Written task:
Transcribe the records below in full; pictures stay out of the copy.

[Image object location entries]
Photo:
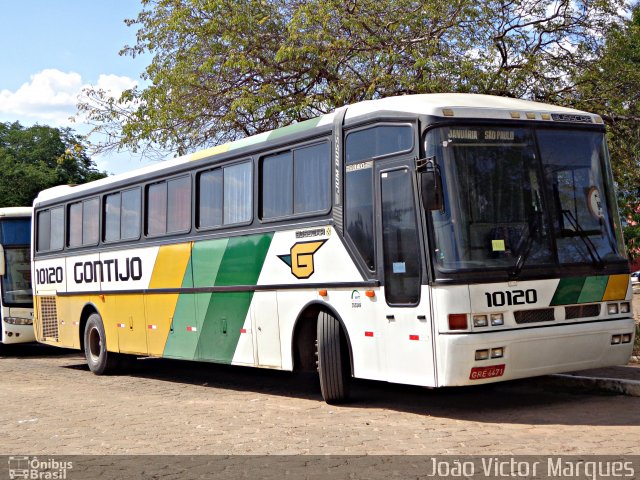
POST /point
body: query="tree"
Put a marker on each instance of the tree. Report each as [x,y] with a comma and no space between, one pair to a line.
[39,157]
[225,69]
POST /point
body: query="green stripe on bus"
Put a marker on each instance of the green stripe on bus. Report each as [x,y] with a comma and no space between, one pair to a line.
[241,265]
[181,344]
[295,128]
[206,326]
[580,290]
[568,291]
[593,289]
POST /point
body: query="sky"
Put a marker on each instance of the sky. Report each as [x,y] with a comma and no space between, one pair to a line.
[50,50]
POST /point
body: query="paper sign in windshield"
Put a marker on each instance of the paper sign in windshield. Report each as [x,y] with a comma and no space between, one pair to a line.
[498,245]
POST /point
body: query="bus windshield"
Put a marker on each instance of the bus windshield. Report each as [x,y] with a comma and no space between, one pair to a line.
[520,197]
[16,282]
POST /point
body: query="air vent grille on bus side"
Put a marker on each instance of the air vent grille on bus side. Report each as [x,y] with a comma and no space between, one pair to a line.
[533,316]
[582,311]
[49,316]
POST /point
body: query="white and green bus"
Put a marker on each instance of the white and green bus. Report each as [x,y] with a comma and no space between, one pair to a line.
[16,301]
[430,240]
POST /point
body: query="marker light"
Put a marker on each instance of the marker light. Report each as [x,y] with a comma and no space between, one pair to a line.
[458,321]
[480,321]
[497,352]
[482,354]
[18,321]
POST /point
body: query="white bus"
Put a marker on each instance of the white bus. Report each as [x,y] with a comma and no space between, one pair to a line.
[16,300]
[431,240]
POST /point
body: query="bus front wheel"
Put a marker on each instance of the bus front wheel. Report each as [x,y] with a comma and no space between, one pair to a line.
[100,361]
[333,360]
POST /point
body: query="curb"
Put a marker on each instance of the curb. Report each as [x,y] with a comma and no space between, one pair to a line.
[614,385]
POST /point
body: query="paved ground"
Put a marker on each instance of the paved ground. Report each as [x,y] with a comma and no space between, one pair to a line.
[51,404]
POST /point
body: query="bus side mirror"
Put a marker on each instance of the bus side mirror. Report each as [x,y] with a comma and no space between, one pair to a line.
[430,184]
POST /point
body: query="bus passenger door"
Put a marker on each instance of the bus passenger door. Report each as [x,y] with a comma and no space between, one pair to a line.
[407,337]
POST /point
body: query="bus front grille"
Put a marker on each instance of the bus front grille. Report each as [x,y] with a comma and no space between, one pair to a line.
[49,316]
[533,316]
[582,311]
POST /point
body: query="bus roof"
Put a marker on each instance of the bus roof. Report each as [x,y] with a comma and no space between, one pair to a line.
[457,105]
[15,212]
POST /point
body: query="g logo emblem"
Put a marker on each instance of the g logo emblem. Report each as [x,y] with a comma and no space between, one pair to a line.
[301,258]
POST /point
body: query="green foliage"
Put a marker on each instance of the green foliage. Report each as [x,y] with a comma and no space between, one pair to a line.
[39,157]
[223,69]
[611,86]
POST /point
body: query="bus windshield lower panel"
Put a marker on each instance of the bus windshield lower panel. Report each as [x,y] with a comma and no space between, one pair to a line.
[518,198]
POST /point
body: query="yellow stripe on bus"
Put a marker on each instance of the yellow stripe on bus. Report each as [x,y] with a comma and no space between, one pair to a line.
[168,272]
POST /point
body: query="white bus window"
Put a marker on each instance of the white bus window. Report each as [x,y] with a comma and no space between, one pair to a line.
[90,218]
[378,141]
[210,198]
[122,216]
[57,228]
[75,225]
[277,185]
[112,217]
[130,214]
[157,209]
[178,204]
[296,182]
[44,231]
[311,179]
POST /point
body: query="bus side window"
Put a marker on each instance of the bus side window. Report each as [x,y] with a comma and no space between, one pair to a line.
[361,147]
[296,182]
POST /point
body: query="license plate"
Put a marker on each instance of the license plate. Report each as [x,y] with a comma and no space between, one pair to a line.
[479,373]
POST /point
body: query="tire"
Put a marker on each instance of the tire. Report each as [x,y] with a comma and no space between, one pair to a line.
[100,361]
[333,360]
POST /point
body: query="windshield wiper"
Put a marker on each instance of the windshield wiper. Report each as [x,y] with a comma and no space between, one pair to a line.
[533,231]
[584,236]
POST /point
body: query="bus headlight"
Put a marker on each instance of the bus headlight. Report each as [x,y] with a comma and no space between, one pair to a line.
[482,354]
[18,321]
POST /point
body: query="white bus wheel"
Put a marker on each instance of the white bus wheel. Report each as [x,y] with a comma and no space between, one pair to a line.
[100,361]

Task solution:
Photo:
POST /point
body: query="tree"
Put a marker on each instance of the tree. Report each as [x,y] with a comma and no space between, one pair to a line.
[39,157]
[225,69]
POST /point
body: query="green stripe on bus"
Put a marker on each instance of the green stripe on bus. Report each as [x,y] with a comma and no space between, one pair to a line.
[241,265]
[181,344]
[295,128]
[206,326]
[580,290]
[568,291]
[593,289]
POST /point
body: query="sky"
Put a marker on each instance of the sky. Report each as [x,y] with a comma and no space between, one pair to a line.
[50,50]
POST /point
body: query="paper sign in windshield"
Put a marker on each instance of the paper sign in windshield. Report each as [x,y] with a comma and no space between, one pair to a line.
[498,245]
POST /point
body: query="bus windshield"
Put a marker on each instance of the bus windshield. Report each as [x,y] with a comma and no space between, one pair to a line.
[520,197]
[16,282]
POST /point
body: query="air vent grille on bus side"
Put a marker on each instance of the air vent grille on bus side. Report each as [x,y] with a comma and no space between, one pair to a line.
[533,316]
[582,311]
[49,316]
POST /point
body: query="white and green bus"
Put a marker on each instance of the white and green bus. Report each as [x,y] with a comma and no space between, one pair to a line.
[16,301]
[430,240]
POST /point
body: query="marker light"
Put a marker on each instance of the marker light. Report each as [x,y] with a comma and no space between, one pair to a line.
[458,321]
[480,321]
[497,352]
[482,354]
[18,321]
POST /point
body: query="white bus"
Put a marker on each instance of the white bus. Report each as [x,y] with a comma and no space between, one pair to a line.
[16,300]
[431,240]
POST /point
body: query="bus front wheel"
Put a marker on each instance of the bus front wheel. Report each as [x,y] with a comma and no space between, one pair to a line.
[100,361]
[333,360]
POST /point
body: query="curb"
Put a marker on each instance of the curb. Report each as [x,y] with a comma and no space between, one pair to a line.
[614,385]
POST /point
body: query="paved ground"
Put a marker on each instance of the paved ground. Report each as [x,y] with a comma and no space between, one pair to a line.
[51,404]
POST /point
body: query="bus side mirror"
Put a marker on each instance of the bus side mirror. Report each as [x,y] with a comma and no space between, one pair to a line.
[430,184]
POST /point
body: query="bus passenger door"
Put a marker on each instance of the bus passenger door. Report each as [x,y] with a comma and no space between, one pair to a line.
[407,337]
POST /point
body: query="bus front grille"
Put a marker on each instance of the bus front grille. Report each as [x,y] with a comma and no space between, one pair to a line.
[49,316]
[533,316]
[582,311]
POST /point
body: query="bus roof"
Put a marker on each instance of the bus roof. Report each as [x,y] with a comma and no space between, one pair to a line.
[457,105]
[15,212]
POST /point
body: query="g logo emblem"
Put a marker on each instance of the g logo emblem. Report each as [x,y] with a comma and no space between, one pair to a line.
[301,258]
POST /point
body: query="green foliage"
Put a marker on each instance of the green foliage. Report each as [x,y] with a comma and no space between, one pair to a line.
[39,157]
[223,69]
[611,86]
POST /point
body: query="bus windshield lower panel"
Put a marker on each instance of the bus windshield lower panel. Report each as [x,y] with a comma and no space between, one pair to a line.
[518,198]
POST /point
body: query="yellow stripe on bus"
Put a marker on each instance of the yellow stripe on bus. Report each as [x,y] with a comma and no space between, one pair to a line.
[168,272]
POST /point
body: query="white bus window"
Put a marker on each instance of the white bus window. Report each as [x,y] with a comma and no space between, one pair to a line.
[90,218]
[378,141]
[210,198]
[122,216]
[57,228]
[75,225]
[277,185]
[112,217]
[130,214]
[157,209]
[178,204]
[296,182]
[44,231]
[311,179]
POST /point
body: query="bus side window"
Put a marker on each instance of the bus side window. Report each as [x,y] with a comma and no space between, one pair to a line.
[361,147]
[296,182]
POST /point
body: query="license plate"
Put a marker on each instance of the license plate. Report each as [x,y] with a comma and no space between, one pair to a line.
[479,373]
POST /point
body: query="tire"
Put a marker on each instance of the tire. Report each as [x,y] with a comma and no space between, one pair to a line.
[100,361]
[333,360]
POST /point
body: query="windshield wiper"
Put a marker on each instance of the windshield wiper. Report each as [x,y] with a comma and no space between, one pair to a line.
[533,231]
[584,236]
POST /point
body: query="bus headlight"
Put a marker on each instance of the bus headlight. Report each as [x,y] with a comma and no space between, one pair to a line.
[482,354]
[18,321]
POST /point
body: query="white bus wheel"
Put a marker on each instance of the white bus wheel. Report each as [x,y] with a comma and no space between, one pair to a line.
[100,361]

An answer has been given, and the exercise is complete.